*Task statement*
Pull out every line in the rows below that contains the word "this", and copy each of those lines in full.

*Source records*
------------------------------------------------

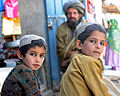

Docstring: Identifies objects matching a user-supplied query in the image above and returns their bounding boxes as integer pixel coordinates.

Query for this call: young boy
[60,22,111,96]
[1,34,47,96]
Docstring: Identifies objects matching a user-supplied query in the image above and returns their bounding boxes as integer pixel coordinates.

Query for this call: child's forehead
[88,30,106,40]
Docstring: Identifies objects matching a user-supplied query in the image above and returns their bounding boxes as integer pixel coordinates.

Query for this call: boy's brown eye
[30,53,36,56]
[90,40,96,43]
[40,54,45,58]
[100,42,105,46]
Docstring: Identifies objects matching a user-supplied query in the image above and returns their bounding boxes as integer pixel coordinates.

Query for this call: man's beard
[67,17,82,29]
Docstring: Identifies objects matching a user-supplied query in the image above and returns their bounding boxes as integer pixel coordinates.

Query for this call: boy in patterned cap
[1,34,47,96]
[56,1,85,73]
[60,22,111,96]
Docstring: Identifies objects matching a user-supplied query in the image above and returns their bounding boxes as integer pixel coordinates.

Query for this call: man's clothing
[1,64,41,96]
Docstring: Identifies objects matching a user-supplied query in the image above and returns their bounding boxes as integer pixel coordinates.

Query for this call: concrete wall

------------------------------------------------

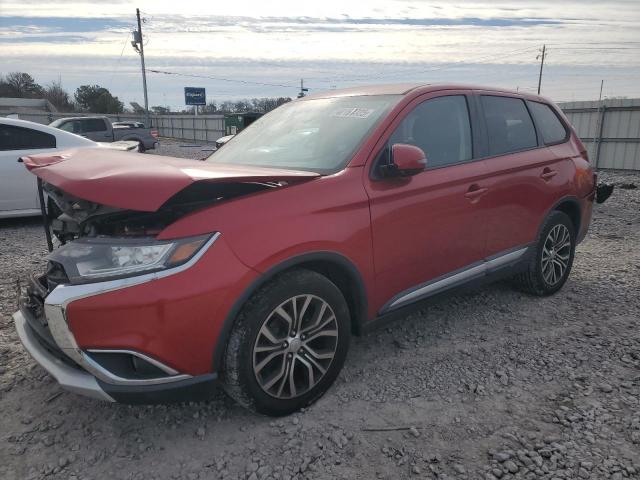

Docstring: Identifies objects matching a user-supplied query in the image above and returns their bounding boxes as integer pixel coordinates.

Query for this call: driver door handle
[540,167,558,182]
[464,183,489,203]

------------------------------------------------

*Task answer*
Query for this call: young boy
Query for this call: child's forehead
Query for this call: boy's brown eye
Query for this call: man's beard
Query for this call: boy in patterned cap
Query for this call: man's clothing
Query for this call: concrete wall
Query for this call: driver door handle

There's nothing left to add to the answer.